EXERCISE: Print, unchanged, the lines of the entries below that start with the line containing "[locate] drawer front (one dot each)" and run through the last line of the entries.

Data items:
◆ ◆ ◆
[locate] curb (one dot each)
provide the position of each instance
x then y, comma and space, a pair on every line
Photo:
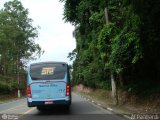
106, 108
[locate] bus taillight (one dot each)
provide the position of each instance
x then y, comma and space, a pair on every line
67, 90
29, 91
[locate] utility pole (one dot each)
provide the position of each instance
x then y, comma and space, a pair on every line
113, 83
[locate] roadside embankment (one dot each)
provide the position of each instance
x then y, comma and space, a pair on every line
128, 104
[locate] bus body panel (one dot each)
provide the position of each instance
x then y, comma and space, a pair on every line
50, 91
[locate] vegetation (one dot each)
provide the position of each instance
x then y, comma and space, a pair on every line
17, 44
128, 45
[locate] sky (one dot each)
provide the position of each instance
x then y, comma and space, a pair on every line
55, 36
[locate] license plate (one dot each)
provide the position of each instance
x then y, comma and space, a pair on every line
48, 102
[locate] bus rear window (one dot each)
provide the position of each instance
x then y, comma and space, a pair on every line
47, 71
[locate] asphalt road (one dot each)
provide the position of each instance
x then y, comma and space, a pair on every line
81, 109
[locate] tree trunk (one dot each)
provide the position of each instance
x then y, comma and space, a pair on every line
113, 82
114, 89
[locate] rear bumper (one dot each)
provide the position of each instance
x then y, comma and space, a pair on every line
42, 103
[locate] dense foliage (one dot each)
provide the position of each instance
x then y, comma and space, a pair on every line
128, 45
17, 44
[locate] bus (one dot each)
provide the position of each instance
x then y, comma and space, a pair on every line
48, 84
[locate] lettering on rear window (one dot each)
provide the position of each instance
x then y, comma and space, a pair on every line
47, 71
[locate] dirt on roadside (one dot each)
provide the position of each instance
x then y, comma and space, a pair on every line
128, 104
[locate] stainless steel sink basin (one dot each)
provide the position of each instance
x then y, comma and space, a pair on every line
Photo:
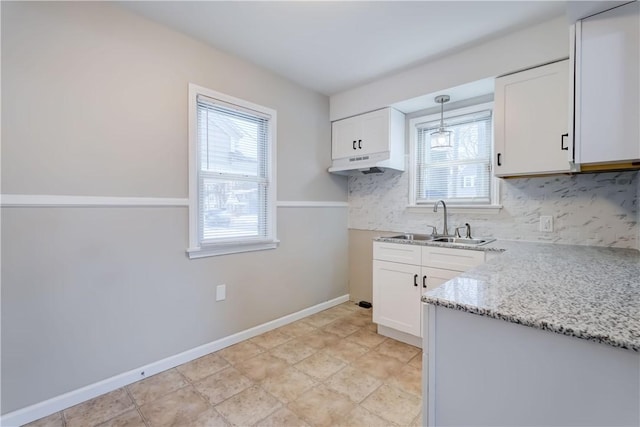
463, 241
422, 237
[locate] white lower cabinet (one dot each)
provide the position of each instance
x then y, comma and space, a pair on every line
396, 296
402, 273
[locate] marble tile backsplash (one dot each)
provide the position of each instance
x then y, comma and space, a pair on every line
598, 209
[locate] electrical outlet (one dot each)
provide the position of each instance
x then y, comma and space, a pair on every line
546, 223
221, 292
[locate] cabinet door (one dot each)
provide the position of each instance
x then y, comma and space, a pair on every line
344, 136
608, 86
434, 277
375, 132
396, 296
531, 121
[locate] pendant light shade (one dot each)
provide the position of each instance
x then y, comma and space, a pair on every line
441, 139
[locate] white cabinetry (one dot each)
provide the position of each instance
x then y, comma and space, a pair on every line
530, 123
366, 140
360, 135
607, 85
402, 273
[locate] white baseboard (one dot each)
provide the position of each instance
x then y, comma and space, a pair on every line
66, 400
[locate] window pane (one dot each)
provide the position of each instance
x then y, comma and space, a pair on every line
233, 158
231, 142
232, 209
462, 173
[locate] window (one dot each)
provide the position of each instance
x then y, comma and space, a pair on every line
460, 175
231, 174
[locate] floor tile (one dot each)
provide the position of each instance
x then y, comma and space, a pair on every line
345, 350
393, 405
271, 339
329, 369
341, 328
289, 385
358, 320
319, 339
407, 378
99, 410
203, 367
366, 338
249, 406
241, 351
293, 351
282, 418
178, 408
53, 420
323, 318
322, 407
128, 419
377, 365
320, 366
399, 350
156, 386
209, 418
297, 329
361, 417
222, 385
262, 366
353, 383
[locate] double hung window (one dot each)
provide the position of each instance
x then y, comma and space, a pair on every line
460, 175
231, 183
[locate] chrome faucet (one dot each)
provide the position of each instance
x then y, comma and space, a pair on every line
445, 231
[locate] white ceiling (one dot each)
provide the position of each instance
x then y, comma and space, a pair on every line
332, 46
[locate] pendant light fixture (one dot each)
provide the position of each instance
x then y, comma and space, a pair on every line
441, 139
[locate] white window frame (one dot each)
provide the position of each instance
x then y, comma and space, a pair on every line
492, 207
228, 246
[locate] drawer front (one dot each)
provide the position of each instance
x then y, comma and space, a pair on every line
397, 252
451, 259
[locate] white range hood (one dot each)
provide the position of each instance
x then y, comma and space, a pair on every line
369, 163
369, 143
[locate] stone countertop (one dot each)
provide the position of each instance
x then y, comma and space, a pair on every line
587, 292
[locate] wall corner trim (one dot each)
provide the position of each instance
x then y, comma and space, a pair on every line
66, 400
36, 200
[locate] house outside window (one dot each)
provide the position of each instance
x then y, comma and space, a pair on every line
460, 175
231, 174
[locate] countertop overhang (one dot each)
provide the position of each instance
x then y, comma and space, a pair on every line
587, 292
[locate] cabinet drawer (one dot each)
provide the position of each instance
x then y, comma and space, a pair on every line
◆ ◆ ◆
SOLUTION:
[locate] drawer front (one dot each)
provide the position of each instance
x then y, comma and space, a pair on every line
397, 252
451, 259
[locate] white range hood (one dot each)
provide the position of each instance
x then y, comma and space, a pair on every line
369, 163
369, 143
[locate] stone countertop (one dot each)
provide the position of each instance
x then y, comma and space, a pair on every line
587, 292
[locate] wall corner trim (one dot each)
provide the position of each instance
x then y, comma and space, a pair on every line
66, 400
36, 200
[locate] house outside window (one dot each)
provide the position of each instance
x then y, comma and space, a pair on every line
460, 175
231, 174
[locate] countertop overhang (one dot each)
provide the position of each instance
x then y, comma and space, a pair on every line
587, 292
[locate] cabinet drawer (one dot each)
provide the position of each instance
x then y, comma and space, a pair on every line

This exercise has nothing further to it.